__Page extract__
○ ○ ○ ○ ○ ○ ○
[discuss] governments and rule of law (was: Possible approaches to solving...)
jcurran at istaff.org
Thu Feb 27 22:01:41 UTC 2014
On Feb 27, 2014, at 4:00 PM, Alejandro Pisanty <apisanty at gmail.com> wrote:
> so we are not that far:
> 1. Boards must be expected to exert discretion - the least often the better, the better done the better. (Plus: the reasons Boards and other collective decison-making bodies exist is that given the impossibility of fully objective decisions, a vector sum of subjectivities is the least-bad alternative.)
To be clear, the issue is not the Board determining what is in best interests to the mission
of the organization, it is that such a determination should generally consider upholding the
existing commitment by ICANN to bottom-up community-driven processes and outputs to
be the result which is generally "in the best interests" of ICANN and the ICANN community
(unless there is a clear evidence of failure of those processes) The default of supporting
the status quo policy until there is clear and well-supported consensus for change should
be paramount; even deadlock can be useful, as it supports stability and encourages parties
to truly listen to one another and seek common ground.
> 2. In a single-purpose, relatively homogeneous organization like an RIR, things may be simpler.
I'm sorry, your characterization of RIRs as "single-purpose, relatively homogeneous"
organizations as contrasted to ICANN is faulty... We have ISPs, end-users, businesses,
civil society, law enforcement, academia, government ministries, etc. all attending, and have
discussions of many of the same issues that are dealt with in ICANN's DNS policy world
(privacy vs accuracy vs LEA access for Whois, issues of identifier equity and fairness
for developing economies, property rights vs community policy vs sovereignty, etc.)
The main difference is that such discussions take place on the main floor of our meetings,
where the points expressed are weighed by all participating based on their merits, rather
than being fully formed positions advocated between "constituencies", i.e. we utilize the
same approach as the IETF (where there are also a variety of attendees.) i.e. those
parts of the I* system that don't choose to separate the community into constituencies
will definitely will appear be more homogeneous from the outside.
ICANN's mission was actually supposed to be _coordination_ of policy development via
distinct supporting organizations; the increased complexity that it suffers is the result of
bringing that inside ICANN for DNS and the related creation of the various constituencies.
(There are also some pretty significant accountability aspects, since it is very difficult for
a Board to provide impartial oversight to policy development when also deciding policy,
but that's not complexity per se as much as conflict of role.)
> Where we may differ is whether ICANN becoming a membership organization is the way to go. Structuring the membership so as to achieve reasonable balance, and checks-and-balances mechanisms, between disparate entities is likely to land very close to where ICANN is now, or a foreseeable step of evolution. Reducing the extortion power of non-committed entities may require quite elaborate rules, tons of work, and very little ROI for the effort as well - in that you may not end up very far from where we are now.
○ ○ ○ ○ ○ ○ ○
__To do__
Please rewrite the paragraph of the post above that begins "ICANN's mission was actually supposed to be" as a short bulleted list, keeping its main facts.

__Location identification entries__
○ ○ ○ ○ ○ ○ ○
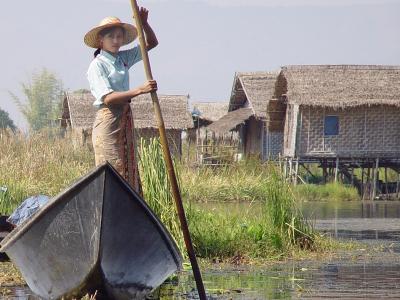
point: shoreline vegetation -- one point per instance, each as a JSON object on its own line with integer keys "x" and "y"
{"x": 45, "y": 164}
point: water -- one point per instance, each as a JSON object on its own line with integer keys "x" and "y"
{"x": 359, "y": 274}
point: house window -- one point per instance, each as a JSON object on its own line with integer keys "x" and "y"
{"x": 331, "y": 126}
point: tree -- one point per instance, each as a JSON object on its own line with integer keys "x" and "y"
{"x": 42, "y": 105}
{"x": 5, "y": 121}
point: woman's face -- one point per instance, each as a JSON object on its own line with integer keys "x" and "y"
{"x": 112, "y": 40}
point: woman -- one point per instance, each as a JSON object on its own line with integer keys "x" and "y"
{"x": 108, "y": 76}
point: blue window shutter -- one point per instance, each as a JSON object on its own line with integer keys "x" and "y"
{"x": 331, "y": 126}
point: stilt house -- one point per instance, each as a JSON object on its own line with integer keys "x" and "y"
{"x": 341, "y": 111}
{"x": 256, "y": 113}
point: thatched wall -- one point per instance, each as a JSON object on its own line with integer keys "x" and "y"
{"x": 340, "y": 86}
{"x": 365, "y": 131}
{"x": 255, "y": 89}
{"x": 272, "y": 144}
{"x": 210, "y": 111}
{"x": 253, "y": 137}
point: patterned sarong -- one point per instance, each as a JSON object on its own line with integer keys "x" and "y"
{"x": 113, "y": 141}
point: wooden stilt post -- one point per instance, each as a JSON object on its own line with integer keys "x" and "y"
{"x": 285, "y": 168}
{"x": 337, "y": 169}
{"x": 375, "y": 182}
{"x": 369, "y": 185}
{"x": 167, "y": 157}
{"x": 386, "y": 185}
{"x": 296, "y": 171}
{"x": 362, "y": 183}
{"x": 324, "y": 171}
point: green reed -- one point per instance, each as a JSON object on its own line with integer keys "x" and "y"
{"x": 277, "y": 228}
{"x": 157, "y": 188}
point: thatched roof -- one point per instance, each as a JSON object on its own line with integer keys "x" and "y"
{"x": 341, "y": 85}
{"x": 174, "y": 110}
{"x": 254, "y": 90}
{"x": 210, "y": 111}
{"x": 231, "y": 120}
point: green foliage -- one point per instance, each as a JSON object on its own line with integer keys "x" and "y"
{"x": 43, "y": 98}
{"x": 274, "y": 231}
{"x": 38, "y": 164}
{"x": 5, "y": 121}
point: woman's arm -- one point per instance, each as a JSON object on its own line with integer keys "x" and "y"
{"x": 126, "y": 96}
{"x": 151, "y": 39}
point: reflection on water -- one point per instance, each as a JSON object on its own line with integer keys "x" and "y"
{"x": 332, "y": 280}
{"x": 366, "y": 277}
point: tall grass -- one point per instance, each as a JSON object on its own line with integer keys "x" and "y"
{"x": 38, "y": 164}
{"x": 157, "y": 187}
{"x": 274, "y": 231}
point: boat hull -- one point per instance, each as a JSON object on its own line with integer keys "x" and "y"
{"x": 97, "y": 235}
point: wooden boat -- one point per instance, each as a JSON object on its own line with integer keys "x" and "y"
{"x": 96, "y": 235}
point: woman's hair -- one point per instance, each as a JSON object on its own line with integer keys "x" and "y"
{"x": 105, "y": 31}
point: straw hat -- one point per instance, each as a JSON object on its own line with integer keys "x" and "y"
{"x": 91, "y": 38}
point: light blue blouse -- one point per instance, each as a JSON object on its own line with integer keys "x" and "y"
{"x": 108, "y": 73}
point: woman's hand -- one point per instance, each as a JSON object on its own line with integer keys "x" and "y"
{"x": 143, "y": 13}
{"x": 148, "y": 87}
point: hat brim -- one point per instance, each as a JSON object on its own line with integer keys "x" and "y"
{"x": 91, "y": 38}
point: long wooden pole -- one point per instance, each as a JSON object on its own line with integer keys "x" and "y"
{"x": 167, "y": 156}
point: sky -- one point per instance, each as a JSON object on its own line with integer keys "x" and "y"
{"x": 202, "y": 43}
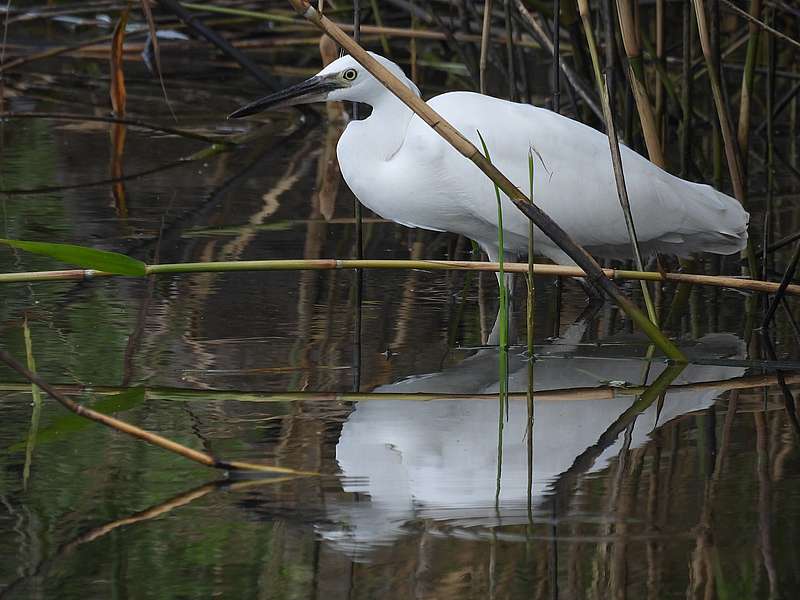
○ ○ ○ ○ ○ ○ ○
__Complete answer__
- ICANN's mission was meant to be coordinating policy development through distinct supporting organizations.
- Bringing DNS policy development inside ICANN, and creating the various constituencies along with it, caused its increased complexity.
- This also raises significant accountability issues: a Board that both decides policy and oversees its development has trouble providing impartial oversight.
- That problem is less about complexity than about a conflict of role.